## Things to do
1. Please quote the Panathinaikos history passage starting at "Stjepan Bobek was the" and ending at "and Aristidis Kamaras.".
2. In the Panathinaikos history passage, which team defeated Panathinaikos in the 1971 European Cup Final, and by what score?

After this long crisis period, Panathinaikos had to wait until 1949 to win again a Greek Championship under the guidance of the Austrian coach Johann Strnad. The same year Vangelis Panakis and Kostas Linoxilakis came to the club and quickly became the new star players. Panathinaikos was again champion for the 1952–53 Panhellenic Championship.

Until 1959, the team had also won seven of the last eight Athens Championships, the regional championships organised in Greece. In 1959, Mimis Domazos, the emblematic captain of the team, made his first appearance with Panathinaikos and the same year took place the first season under the new system of Alpha Ethniki (1959–60 Alpha Ethniki). Panathinaikos was the champion team.

60's: The Golden Decade, the Bobek's rejuvenation

The team in 1958

During the next years Panathinaikos were again champions in 1961, 1962, 1964, 1965, 1969 and 1970. Moreover, the team won 2 more Greek Cups in 1967 and 1969. Also, during these years, a long process of rejuvenation took place in the club. Notable players retired, such as Panakis, Linoxilakis, Takis Loukanidis and Andreas Papaemmanouil, and the team had to count on young players like Domazos, Antonis Antoniadis, Anthimos Kapsis, Kostas Eleftherakis and Takis Ikonomopoulos.

Stjepan Bobek was the main contributor to this process. In 1963 he came as coach, he changed the playing style of the team (to 4-3-3) and created a new team based on young players (the "Bobek's rejuvenation"). Under his guidance, Panathinaikos won the Championship of 1964 without a loss, making them the only team that has won the Greek Championship (with its modern system) undefeated.[15] Notable players of the team included Panakis, Domazos, Takis Ikonomopoulos, Totis Filakouris, Frangiskos Sourpis and Aristidis Kamaras.

With the establishment of the Greek military regime, the president of the club Loukas Panourgias was forced out of the presidency. The contract of Stjepan Bobek was canceled by the State, while Apostolos Nikolaidis, the old player, manager and official of the club, went on trial.[21]

In 1967, the great Béla Guttmann came as coach, but he soon left and ex-player Lakis Petropoulos was appointed. Under his guidance Panathinaikos won the championships of 1969 (with a Double) and 1970.

Puskás years and the epic road to Wembley: European Cup 1970–71 finalists

Line-up of the 1971 European Cup Final.
The team in the 1971 European Cup Final against Ajax.

In 1971, under the guidance of Ferenc Puskás, Panathinaikos were 1970–71 European Cup finalists, the first and only Greek team until today, losing 2–0 to Ajax at Wembley Stadium.[15] In the road to the final they eliminated Jeunesse Esch, Slovan Bratislava, Everton and Red Star Belgrade.[15][22] Notable players included the captain Mimis Domazos, Anthimos Kapsis, Aristidis Kamaras, Kostas Eleftherakis, Totis Filakouris and the goalkeepers Takis Ikonomopoulos and Vasilis Konstantinou. Antonis Antoniadis was the top scorer in the competition scoring 10 goals.

Collected data entries

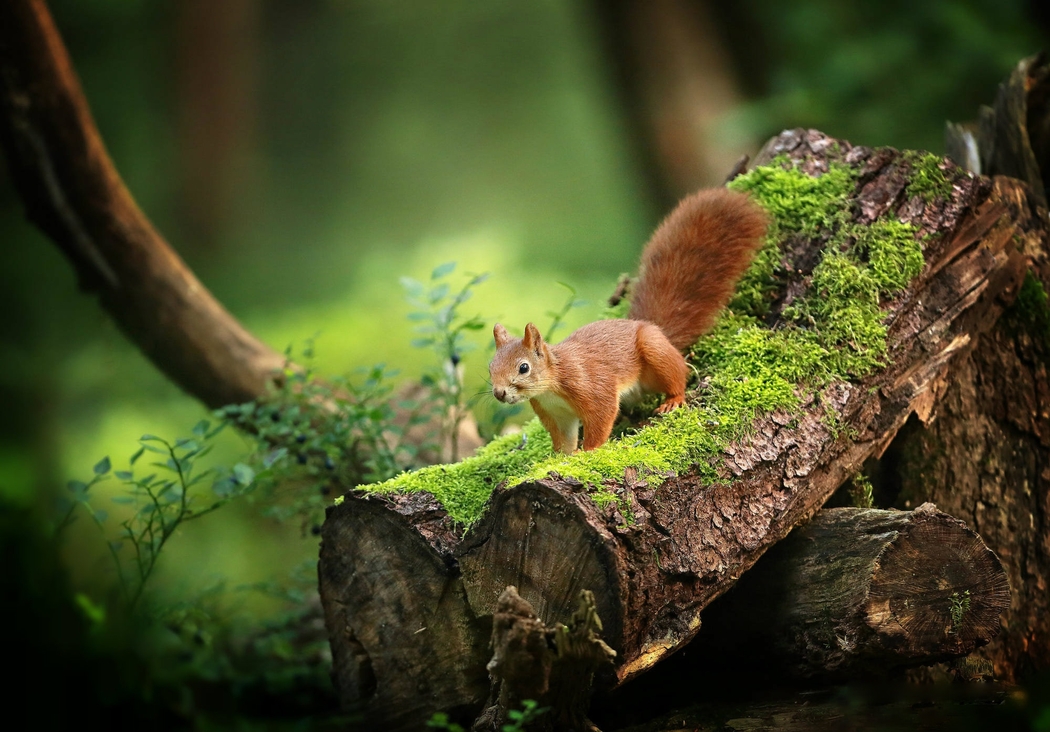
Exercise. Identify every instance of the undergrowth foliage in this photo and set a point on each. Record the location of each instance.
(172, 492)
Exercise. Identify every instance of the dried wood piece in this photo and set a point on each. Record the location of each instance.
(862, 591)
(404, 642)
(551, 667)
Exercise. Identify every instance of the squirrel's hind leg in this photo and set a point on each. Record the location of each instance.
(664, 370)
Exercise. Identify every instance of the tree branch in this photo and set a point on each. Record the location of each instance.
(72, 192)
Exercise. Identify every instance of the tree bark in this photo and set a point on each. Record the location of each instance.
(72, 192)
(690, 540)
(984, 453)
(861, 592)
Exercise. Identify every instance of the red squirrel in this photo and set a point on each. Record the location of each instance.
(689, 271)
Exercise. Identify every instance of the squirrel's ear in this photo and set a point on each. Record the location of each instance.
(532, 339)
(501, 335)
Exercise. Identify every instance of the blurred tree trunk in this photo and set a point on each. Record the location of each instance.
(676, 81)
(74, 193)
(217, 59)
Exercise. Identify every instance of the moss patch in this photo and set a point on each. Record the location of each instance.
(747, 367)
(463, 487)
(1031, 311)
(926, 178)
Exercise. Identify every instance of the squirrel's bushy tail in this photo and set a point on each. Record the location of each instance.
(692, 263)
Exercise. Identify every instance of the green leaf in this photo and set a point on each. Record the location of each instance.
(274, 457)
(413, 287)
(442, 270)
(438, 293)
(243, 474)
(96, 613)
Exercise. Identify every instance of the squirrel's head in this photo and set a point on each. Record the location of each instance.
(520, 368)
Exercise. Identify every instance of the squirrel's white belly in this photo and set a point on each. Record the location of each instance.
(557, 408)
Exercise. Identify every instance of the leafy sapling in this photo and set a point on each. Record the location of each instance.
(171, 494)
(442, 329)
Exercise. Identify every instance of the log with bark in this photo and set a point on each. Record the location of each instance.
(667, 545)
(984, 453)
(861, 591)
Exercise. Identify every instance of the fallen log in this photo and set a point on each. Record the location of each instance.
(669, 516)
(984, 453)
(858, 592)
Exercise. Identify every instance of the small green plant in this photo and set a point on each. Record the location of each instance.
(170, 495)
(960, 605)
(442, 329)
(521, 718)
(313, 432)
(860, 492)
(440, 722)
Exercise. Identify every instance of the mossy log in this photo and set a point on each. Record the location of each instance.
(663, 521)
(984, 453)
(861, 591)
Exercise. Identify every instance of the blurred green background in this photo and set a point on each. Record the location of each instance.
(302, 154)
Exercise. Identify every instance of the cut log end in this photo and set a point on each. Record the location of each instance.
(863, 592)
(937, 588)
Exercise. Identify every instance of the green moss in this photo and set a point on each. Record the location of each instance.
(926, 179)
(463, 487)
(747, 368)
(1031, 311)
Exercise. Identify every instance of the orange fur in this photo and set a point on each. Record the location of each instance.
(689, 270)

## Responses
1.
Stjepan Bobek was the main contributor to this process. In 1963 he came as coach, he changed the playing style of the team (to 4-3-3) and created a new team based on young players (the "Bobek's rejuvenation"). Under his guidance, Panathinaikos won the Championship of 1964 without a loss, making them the only team that has won the Greek Championship (with its modern system) undefeated.[15] Notable players of the team included Panakis, Domazos, Takis Ikonomopoulos, Totis Filakouris, Frangiskos Sourpis and Aristidis Kamaras.

2. Ajax, by a score of 2–0.